Selection
==*==
# Can I replace sour cream with natural yogurt if it has to be cooked?



## Mrs JJJ (Aug 17, 2014)

I often replace sour cream with natural yogurt in recipes where it's added at the end. (For the saving in calories - rather than because I actually want to - I adore all forms of cream!)

Today I've found a vegetarian recipe, where the sour cream is added before the meal is baked in the oven. I don't know whether yogurt will also work in this recipe, or whether heating the yogurt will adversely affect it and hence cause yet another of my many cooking catastrophes.

I'd be really grateful if another forum member would be kind enough to supply the answer for me, please!


----------



## Kayelle (Aug 17, 2014)

I would use it myself. I see no reason why not. I often completely replace sour cream with yogurt.

It might be useful to post the recipe you're considering.


----------



## Dawgluver (Aug 17, 2014)

I also often replace sour cream with yogurt.  And yes, recipe would be helpful!


----------



## Mrs JJJ (Aug 17, 2014)

Thank you both very much for your helpful replies. (And for replying so quickly!) I'm very grateful for the help.  Given that this is a forum for people who are interested in cooking, I now have to confess to a degree of embarrassment concerning the suggestion that I post the actual recipe.  For I fear its simplicity and lack of finesse will horrify everyone!
==*==
Given information
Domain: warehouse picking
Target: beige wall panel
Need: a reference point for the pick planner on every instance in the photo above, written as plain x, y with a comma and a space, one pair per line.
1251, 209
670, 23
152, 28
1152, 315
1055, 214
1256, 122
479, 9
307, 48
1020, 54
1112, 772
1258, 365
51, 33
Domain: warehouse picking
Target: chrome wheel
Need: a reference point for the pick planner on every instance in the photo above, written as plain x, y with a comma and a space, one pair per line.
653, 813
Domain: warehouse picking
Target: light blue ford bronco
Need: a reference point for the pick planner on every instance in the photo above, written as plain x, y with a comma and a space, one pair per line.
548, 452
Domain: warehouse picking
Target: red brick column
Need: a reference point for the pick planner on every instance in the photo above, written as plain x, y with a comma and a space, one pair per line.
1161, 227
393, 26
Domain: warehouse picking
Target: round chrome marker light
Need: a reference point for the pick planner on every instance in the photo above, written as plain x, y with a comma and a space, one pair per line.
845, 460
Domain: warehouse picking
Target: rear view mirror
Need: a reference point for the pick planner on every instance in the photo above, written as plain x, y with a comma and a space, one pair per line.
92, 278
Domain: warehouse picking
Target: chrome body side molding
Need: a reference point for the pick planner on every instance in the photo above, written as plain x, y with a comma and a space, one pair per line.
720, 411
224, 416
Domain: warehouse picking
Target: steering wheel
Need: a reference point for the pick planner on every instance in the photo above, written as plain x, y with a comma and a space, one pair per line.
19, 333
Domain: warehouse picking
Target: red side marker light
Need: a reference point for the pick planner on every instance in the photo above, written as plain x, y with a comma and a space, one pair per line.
==*==
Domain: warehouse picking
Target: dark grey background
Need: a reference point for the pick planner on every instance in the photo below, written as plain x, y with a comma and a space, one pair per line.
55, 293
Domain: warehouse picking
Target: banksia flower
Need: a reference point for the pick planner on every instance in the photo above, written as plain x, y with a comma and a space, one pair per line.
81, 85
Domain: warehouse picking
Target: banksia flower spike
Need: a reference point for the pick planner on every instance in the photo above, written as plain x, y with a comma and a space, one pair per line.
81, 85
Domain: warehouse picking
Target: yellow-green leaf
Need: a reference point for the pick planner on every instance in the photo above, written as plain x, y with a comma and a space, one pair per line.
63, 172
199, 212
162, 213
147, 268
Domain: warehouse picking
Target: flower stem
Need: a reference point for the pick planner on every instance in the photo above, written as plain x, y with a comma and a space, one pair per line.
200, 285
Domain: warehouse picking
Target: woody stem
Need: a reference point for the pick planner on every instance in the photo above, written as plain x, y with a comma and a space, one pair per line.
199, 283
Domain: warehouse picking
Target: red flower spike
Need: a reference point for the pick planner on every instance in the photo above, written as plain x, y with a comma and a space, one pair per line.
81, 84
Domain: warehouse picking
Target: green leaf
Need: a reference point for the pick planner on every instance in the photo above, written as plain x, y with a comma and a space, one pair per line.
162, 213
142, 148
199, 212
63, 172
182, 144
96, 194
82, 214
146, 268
==*==
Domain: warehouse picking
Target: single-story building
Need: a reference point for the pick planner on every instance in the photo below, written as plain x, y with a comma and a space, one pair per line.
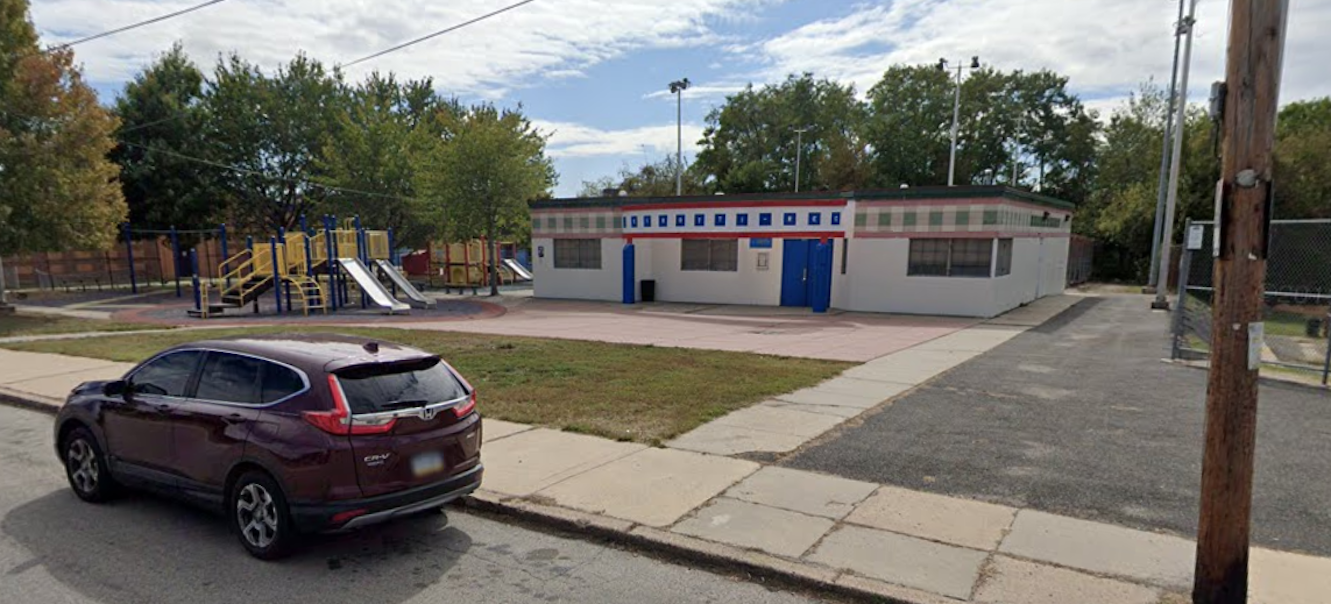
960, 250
==*==
Challenges
1) Extract the passage of the sour cream thread starting with "I often replace" and going on through "Kayelle (Aug 17, 2014)".
2) Answer these questions from the sour cream thread:
(a) In which recipes does Mrs JJJ often use natural yogurt in place of sour cream?
(b) What does Kayelle say it might be useful to post?
(c) What does Mrs JJJ fear will horrify everyone?
3) Proceed with the sour cream thread from the point where it stops.
The entries are material apart from the sour cream thread.

Set of answers
1)
I often replace sour cream with natural yogurt in recipes where it's added at the end. (For the saving in calories - rather than because I actually want to - I adore all forms of cream!)

Today I've found a vegetarian recipe, where the sour cream is added before the meal is baked in the oven. I don't know whether yogurt will also work in this recipe, or whether heating the yogurt will adversely affect it and hence cause yet another of my many cooking catastrophes.

I'd be really grateful if another forum member would be kind enough to supply the answer for me, please!


----------



## Kayelle (Aug 17, 2014)

2)
(a) Recipes where the sour cream is added at the end.
(b) The recipe Mrs JJJ is considering.
(c) The simplicity and lack of finesse of her recipe.

3)
I confess that I am useless at cooking. (It's mainly the time-management aspect, as I am incapable of multi-tasking.)  My husband and I are trying to eat more vegetarian fare, so I've bought some things called_ recipe crumbles_, which are a ground beef (mince) substitute. I found the recipe in question on the company's web site. (So I assume it will be copyrighted anyway. Whew!) 

 It's a really simple casserole, whose main ingredients are the meat substitute, pasta and cheese. One is supposed to add the sour cream into the partially-cooked mix as the last step before putting it in the oven. And that enables it to masquerade as a Stroganoff. 

As it's such a basic recipe, now that I know the two of you regularly add yogurt to meals you will be cooking, I am fairly sure that it will be fine.  Or at least, that if it is NOT fine, the fault will be due to my lack of culinary talent, rather than because I've used an ingredient that has ruined the dish!

Thank you both very much indeed for taking the trouble to reply. I am most grateful to you.


----------



## Kayelle (Aug 17, 2014)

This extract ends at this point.